BEGIN SOURCE DATA
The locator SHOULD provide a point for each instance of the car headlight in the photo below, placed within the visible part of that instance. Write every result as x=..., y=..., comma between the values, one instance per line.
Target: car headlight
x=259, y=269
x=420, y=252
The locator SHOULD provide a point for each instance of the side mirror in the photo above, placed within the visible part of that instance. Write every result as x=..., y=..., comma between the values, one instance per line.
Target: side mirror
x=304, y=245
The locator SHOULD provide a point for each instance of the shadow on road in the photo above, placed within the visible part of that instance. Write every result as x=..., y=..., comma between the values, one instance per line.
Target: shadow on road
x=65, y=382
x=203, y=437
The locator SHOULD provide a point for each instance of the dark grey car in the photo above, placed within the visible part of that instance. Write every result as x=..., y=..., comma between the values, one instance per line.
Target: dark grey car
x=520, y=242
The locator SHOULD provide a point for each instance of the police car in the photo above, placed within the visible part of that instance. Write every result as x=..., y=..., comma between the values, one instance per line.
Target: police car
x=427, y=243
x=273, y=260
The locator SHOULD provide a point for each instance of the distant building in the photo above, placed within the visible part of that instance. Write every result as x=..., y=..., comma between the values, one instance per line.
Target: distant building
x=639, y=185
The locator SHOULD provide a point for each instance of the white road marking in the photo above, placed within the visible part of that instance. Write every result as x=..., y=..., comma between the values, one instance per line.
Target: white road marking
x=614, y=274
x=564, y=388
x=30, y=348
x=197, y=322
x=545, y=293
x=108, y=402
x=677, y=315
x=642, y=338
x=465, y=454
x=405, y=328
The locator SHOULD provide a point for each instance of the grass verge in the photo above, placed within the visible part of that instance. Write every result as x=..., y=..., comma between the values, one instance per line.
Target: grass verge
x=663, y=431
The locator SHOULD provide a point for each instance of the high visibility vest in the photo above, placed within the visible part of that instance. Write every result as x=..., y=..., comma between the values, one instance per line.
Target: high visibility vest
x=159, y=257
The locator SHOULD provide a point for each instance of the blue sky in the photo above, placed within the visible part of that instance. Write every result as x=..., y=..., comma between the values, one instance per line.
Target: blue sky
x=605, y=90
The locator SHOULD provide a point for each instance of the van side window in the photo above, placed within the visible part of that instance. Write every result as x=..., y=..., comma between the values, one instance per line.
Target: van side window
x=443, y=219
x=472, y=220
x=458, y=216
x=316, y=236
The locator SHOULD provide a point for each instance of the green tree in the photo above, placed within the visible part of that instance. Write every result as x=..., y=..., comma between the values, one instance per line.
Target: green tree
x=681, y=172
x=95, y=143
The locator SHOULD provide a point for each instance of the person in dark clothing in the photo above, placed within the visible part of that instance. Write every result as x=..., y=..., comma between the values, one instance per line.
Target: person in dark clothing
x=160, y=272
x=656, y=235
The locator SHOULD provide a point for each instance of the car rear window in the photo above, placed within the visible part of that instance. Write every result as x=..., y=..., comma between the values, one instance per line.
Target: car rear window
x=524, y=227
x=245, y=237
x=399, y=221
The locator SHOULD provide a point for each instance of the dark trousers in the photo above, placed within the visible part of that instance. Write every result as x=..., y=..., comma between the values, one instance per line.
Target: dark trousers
END SOURCE DATA
▶ **EXERCISE DIRECTIONS**
Above are the records; report each line in them that includes the word "trousers".

▶ **SOLUTION BELOW**
The locator SHOULD provide a point for each instance of the dark trousers in the photo above, placed within the visible part of that instance. Write every result as x=..., y=..., comma between the values, one instance per line.
Target: dark trousers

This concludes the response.